What is needed:
For the records below, work out the number of lines holding "water" and reply with only that.

Saved entries:
-*-

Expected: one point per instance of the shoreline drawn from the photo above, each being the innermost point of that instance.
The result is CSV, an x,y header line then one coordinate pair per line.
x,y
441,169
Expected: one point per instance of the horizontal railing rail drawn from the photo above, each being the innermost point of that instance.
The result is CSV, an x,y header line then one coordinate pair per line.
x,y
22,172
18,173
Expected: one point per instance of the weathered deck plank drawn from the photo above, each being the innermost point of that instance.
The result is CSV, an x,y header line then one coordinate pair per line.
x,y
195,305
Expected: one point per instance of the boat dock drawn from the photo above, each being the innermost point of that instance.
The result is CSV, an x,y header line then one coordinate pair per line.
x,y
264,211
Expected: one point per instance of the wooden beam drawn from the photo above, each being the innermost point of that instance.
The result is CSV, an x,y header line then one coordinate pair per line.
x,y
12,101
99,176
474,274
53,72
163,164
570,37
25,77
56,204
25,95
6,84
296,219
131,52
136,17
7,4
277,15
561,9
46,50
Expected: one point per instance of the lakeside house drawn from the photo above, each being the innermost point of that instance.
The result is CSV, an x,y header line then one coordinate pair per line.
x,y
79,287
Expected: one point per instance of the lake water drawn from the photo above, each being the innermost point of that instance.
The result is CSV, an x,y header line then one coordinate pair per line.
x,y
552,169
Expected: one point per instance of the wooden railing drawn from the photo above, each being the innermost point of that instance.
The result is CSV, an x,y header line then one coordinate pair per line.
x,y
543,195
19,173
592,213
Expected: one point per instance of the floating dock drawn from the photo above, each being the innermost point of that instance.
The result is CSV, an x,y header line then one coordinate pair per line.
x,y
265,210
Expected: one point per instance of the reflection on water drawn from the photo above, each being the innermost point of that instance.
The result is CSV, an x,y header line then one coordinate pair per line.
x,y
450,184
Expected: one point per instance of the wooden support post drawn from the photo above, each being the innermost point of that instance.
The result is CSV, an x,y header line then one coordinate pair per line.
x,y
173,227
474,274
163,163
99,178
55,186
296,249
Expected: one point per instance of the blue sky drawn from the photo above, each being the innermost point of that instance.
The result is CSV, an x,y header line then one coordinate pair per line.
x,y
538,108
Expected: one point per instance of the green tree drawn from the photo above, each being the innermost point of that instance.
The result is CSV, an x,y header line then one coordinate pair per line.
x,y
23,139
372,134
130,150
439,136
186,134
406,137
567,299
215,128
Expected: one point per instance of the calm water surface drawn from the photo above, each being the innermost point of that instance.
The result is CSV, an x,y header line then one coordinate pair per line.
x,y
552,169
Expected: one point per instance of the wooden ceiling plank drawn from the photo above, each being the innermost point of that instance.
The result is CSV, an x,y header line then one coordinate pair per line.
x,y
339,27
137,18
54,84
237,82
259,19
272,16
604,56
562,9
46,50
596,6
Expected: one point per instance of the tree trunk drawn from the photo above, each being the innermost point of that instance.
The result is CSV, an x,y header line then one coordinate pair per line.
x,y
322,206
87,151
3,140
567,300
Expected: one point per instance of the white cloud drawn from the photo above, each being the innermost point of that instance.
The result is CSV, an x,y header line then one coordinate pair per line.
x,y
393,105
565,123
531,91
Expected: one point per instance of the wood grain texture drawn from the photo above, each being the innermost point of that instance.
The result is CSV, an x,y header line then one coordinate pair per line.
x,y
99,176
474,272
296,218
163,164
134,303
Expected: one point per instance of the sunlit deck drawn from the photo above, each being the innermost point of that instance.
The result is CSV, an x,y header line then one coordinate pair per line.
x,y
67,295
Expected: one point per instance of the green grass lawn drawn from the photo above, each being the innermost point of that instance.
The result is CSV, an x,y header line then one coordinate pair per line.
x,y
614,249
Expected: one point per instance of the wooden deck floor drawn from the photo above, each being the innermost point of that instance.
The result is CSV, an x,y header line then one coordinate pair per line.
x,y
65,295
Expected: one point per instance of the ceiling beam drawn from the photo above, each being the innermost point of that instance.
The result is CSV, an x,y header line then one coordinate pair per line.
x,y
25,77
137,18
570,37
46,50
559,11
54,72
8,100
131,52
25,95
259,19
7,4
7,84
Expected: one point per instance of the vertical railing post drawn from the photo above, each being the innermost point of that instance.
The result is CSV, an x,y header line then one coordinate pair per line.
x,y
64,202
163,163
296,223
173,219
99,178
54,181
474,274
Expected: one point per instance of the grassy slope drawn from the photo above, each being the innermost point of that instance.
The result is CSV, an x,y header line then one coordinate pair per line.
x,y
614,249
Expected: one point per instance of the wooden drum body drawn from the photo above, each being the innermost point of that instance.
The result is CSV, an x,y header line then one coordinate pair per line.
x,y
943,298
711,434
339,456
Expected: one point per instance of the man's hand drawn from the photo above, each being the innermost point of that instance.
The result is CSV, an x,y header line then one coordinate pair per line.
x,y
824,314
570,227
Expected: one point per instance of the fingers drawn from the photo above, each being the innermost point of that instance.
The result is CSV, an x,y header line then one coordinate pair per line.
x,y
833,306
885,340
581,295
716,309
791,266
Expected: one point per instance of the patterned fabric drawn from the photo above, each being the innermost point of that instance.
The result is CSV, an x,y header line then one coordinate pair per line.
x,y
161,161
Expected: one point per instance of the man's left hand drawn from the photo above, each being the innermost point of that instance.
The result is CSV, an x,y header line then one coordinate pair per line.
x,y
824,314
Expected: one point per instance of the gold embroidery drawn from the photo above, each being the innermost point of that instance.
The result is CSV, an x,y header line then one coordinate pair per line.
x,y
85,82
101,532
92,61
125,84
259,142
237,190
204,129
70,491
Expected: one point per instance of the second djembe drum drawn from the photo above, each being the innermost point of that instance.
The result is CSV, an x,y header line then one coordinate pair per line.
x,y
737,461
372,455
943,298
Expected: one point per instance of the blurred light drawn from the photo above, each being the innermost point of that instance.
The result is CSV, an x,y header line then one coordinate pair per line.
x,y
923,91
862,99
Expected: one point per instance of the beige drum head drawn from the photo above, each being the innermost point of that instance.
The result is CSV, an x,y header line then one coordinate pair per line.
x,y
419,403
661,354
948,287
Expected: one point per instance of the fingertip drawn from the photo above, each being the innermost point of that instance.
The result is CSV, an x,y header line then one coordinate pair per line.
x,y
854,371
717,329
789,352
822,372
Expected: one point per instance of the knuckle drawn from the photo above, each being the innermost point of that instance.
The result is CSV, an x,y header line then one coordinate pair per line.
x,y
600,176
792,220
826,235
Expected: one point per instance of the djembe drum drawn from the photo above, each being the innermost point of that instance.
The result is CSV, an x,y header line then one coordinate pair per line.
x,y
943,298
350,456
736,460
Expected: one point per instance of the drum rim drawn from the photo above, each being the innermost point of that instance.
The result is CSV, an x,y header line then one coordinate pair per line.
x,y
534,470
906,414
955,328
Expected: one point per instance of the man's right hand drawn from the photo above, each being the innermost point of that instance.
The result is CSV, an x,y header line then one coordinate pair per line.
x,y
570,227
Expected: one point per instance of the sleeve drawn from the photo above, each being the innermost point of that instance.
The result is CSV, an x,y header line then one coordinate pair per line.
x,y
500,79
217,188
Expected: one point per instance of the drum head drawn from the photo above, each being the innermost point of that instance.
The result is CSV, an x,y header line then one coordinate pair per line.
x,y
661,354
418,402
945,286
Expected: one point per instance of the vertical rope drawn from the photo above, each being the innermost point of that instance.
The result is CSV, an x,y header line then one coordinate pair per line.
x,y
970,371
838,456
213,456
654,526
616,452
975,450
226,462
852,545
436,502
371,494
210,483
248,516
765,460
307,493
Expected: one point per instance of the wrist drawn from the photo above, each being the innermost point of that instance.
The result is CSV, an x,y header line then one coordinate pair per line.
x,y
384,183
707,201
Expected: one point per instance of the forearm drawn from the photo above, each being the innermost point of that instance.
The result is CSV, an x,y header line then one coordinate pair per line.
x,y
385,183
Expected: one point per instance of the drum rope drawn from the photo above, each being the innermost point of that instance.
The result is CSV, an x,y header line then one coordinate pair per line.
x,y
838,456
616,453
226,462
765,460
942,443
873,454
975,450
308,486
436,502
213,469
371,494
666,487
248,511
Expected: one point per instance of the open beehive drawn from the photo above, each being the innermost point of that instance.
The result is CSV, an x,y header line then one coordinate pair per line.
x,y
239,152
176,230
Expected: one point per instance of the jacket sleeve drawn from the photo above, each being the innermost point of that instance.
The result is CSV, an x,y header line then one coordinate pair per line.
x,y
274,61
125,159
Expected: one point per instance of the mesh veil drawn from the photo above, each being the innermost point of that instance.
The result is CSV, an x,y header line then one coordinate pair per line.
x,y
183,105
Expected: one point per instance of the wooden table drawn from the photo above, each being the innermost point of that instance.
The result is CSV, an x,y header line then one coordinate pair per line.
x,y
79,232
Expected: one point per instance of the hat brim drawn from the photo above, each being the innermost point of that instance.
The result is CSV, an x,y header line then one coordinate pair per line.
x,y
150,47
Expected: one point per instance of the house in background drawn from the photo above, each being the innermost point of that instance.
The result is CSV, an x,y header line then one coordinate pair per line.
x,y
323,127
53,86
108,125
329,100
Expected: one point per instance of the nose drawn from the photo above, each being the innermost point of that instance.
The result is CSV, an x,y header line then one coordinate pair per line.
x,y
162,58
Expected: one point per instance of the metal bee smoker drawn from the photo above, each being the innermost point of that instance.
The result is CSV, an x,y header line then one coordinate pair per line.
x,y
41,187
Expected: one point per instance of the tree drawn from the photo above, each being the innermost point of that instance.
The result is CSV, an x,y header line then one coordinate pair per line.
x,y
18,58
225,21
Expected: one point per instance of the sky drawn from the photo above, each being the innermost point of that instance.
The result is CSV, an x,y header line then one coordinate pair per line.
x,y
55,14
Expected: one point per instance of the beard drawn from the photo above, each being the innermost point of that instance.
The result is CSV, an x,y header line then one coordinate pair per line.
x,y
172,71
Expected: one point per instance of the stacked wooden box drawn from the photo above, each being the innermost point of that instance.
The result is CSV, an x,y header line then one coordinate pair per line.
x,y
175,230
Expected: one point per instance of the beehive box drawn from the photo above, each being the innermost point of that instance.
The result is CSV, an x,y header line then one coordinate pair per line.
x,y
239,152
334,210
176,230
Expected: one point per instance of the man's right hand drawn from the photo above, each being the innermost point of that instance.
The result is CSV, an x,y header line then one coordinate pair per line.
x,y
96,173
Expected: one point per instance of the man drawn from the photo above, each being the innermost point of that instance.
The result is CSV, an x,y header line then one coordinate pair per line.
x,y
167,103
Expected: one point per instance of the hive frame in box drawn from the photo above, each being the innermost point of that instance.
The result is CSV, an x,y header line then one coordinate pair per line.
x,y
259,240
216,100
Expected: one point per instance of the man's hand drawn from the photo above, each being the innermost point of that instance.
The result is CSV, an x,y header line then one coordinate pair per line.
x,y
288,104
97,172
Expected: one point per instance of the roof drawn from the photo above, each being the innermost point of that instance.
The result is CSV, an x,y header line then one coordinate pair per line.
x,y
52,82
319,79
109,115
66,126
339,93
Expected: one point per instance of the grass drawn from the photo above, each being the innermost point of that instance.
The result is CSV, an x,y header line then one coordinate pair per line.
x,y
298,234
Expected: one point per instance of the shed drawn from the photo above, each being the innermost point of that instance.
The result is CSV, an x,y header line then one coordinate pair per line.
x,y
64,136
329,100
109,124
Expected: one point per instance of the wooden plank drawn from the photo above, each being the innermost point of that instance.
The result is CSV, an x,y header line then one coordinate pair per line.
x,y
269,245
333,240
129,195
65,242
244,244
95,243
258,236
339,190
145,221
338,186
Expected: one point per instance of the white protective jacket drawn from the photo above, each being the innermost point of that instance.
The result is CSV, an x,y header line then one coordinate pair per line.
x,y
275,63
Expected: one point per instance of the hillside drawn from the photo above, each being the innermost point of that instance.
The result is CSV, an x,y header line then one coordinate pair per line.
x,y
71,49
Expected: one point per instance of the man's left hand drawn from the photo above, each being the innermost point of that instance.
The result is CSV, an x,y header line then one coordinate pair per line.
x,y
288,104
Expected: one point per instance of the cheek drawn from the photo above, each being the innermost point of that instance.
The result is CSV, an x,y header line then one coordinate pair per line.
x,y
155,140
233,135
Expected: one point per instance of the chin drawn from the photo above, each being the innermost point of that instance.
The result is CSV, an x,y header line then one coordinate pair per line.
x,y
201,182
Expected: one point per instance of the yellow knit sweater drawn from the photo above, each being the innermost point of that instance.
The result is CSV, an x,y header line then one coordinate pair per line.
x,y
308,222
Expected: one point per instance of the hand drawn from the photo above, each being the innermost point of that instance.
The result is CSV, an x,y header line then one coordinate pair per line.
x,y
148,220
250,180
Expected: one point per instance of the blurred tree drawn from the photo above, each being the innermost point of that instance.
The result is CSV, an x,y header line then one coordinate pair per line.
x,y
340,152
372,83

-*-

Exercise output:
3